Provide an exact repetition of every entry, with no word altered.

[Data extracted from a collection]
•••••
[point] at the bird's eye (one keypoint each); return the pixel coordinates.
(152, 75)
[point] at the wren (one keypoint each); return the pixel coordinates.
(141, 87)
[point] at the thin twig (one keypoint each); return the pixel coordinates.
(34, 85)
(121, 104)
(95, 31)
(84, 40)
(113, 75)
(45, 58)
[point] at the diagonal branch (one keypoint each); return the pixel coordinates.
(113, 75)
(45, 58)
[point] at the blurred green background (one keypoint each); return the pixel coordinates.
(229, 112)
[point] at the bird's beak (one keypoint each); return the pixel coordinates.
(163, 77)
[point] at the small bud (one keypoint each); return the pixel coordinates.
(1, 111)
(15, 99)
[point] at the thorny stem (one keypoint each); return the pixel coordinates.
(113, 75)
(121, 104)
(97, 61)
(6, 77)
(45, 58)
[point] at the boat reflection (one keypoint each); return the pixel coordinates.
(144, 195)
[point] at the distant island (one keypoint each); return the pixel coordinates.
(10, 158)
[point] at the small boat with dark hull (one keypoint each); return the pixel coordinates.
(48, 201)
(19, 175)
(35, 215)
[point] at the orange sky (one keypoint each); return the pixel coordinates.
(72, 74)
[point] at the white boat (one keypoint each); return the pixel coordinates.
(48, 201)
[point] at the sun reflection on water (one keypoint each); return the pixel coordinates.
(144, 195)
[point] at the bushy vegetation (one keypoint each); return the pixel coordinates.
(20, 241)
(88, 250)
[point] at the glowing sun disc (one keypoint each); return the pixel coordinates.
•••••
REPLY:
[point] at the bird's eye (one keypoint each); return the pixel coordinates.
(152, 75)
[point] at the wren (one keypoint each); return the pixel coordinates.
(141, 87)
[point] at the thin twig (one keypoint each); return the pixel coordinates.
(34, 85)
(121, 104)
(95, 31)
(84, 40)
(113, 75)
(45, 58)
[point] at the diagonal branch (one keypoint each); return the pixel coordinates.
(113, 75)
(45, 58)
[point] at the blurred green background (one keypoint each); return the pixel coordinates.
(229, 112)
[point] at the bird's beak (one keypoint each); return the pixel coordinates.
(163, 77)
[point] at the small bud (one keypoint each); return the pixel coordinates.
(1, 111)
(15, 99)
[point] at the thorny stem (one keypoint each); return the pixel coordinates.
(113, 75)
(121, 104)
(97, 61)
(6, 77)
(45, 58)
[point] at the boat reflection (one keypoint each); return the pixel coordinates.
(144, 195)
[point] at the distant island (one keypoint each); return the pixel coordinates.
(10, 158)
[point] at the small boat with dark hull (one keypoint each); return the pixel coordinates.
(48, 201)
(19, 175)
(35, 215)
[point] at the orange sky (one keypoint each); return the pixel coordinates.
(72, 74)
[point] at the white boat (one keypoint each); return the pixel coordinates.
(48, 201)
[point] at the sun reflection on water (one keypoint each); return the pixel coordinates.
(144, 195)
[point] at the bushy vegetation (one keypoint each); return the pixel coordinates.
(20, 241)
(88, 250)
[point] at the glowing sun disc (one keypoint each); return the pixel coordinates.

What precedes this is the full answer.